* **EXERCISE AIM**
Reproduce word for word the lines between the one containing "the gray glove" and the end of the entries below, both inclusive; leave out pictures.

==== AVAILABLE DATA

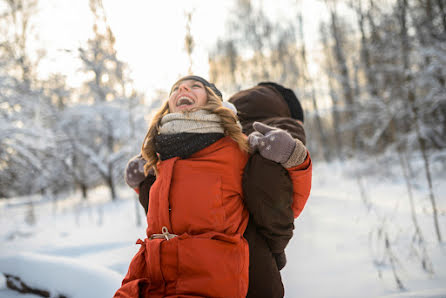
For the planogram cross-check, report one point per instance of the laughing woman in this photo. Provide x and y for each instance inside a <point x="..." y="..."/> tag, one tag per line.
<point x="196" y="217"/>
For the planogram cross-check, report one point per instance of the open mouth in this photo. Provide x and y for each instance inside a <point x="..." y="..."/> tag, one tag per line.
<point x="184" y="101"/>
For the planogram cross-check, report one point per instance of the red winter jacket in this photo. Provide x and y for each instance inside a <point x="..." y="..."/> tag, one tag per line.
<point x="200" y="200"/>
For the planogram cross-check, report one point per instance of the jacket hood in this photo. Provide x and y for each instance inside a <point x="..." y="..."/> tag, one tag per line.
<point x="265" y="104"/>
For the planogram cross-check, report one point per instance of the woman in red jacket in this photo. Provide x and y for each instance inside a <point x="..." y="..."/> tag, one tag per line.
<point x="196" y="218"/>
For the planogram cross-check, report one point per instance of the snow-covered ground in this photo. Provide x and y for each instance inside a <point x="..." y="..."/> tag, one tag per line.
<point x="82" y="249"/>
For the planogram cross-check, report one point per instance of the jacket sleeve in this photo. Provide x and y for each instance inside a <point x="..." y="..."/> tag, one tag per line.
<point x="143" y="191"/>
<point x="268" y="195"/>
<point x="301" y="179"/>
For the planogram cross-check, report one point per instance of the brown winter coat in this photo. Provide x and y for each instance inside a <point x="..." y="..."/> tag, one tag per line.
<point x="269" y="191"/>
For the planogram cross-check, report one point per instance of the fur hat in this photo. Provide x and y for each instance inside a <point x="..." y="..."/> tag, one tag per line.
<point x="205" y="82"/>
<point x="290" y="98"/>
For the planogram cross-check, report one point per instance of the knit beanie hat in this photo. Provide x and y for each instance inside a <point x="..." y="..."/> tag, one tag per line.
<point x="290" y="98"/>
<point x="205" y="82"/>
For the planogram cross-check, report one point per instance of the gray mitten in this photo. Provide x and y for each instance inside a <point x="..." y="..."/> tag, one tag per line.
<point x="134" y="171"/>
<point x="277" y="145"/>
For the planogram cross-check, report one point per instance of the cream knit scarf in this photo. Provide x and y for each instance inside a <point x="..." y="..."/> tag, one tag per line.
<point x="200" y="121"/>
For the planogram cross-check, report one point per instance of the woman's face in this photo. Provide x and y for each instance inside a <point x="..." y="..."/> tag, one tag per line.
<point x="187" y="95"/>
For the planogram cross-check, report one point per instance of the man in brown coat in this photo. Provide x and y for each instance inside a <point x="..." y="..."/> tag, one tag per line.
<point x="268" y="192"/>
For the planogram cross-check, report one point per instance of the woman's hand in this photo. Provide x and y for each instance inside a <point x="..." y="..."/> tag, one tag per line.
<point x="277" y="145"/>
<point x="134" y="171"/>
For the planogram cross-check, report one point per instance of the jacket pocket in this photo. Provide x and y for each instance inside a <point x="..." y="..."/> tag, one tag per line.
<point x="196" y="204"/>
<point x="212" y="268"/>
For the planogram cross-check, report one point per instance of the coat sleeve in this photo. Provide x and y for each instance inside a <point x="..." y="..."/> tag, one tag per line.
<point x="143" y="191"/>
<point x="301" y="179"/>
<point x="268" y="195"/>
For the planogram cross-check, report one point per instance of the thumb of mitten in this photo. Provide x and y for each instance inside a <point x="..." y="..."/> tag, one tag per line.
<point x="262" y="128"/>
<point x="254" y="140"/>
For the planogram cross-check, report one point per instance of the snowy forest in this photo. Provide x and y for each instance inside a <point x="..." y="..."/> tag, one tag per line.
<point x="373" y="88"/>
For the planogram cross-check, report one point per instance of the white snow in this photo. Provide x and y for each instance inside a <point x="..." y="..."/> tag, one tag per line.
<point x="83" y="248"/>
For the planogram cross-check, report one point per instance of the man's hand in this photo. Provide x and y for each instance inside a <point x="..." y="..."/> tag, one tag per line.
<point x="277" y="145"/>
<point x="134" y="171"/>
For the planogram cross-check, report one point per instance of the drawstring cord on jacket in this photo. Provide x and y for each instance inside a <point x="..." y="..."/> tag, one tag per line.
<point x="165" y="235"/>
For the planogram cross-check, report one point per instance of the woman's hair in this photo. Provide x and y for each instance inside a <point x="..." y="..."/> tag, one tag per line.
<point x="213" y="105"/>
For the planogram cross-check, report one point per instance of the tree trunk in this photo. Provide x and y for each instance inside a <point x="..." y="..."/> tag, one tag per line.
<point x="309" y="81"/>
<point x="341" y="63"/>
<point x="416" y="119"/>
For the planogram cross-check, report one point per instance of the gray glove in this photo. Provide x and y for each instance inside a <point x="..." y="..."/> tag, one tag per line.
<point x="134" y="171"/>
<point x="277" y="145"/>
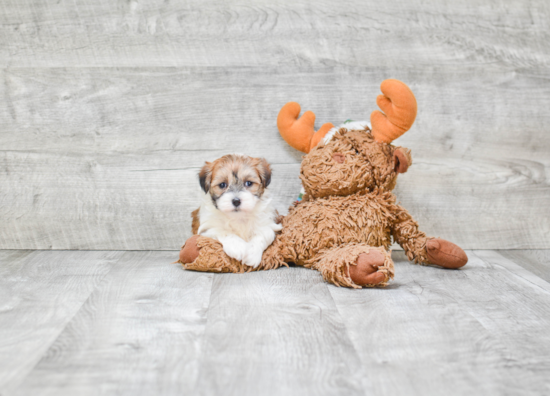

========

* **EXERCISE OUTPUT**
For the planogram cross-check, report one point per instance of the gray glove in this photo. Provide x and y for each instance inside a <point x="..." y="..."/> tag, one tag per line.
<point x="134" y="171"/>
<point x="277" y="145"/>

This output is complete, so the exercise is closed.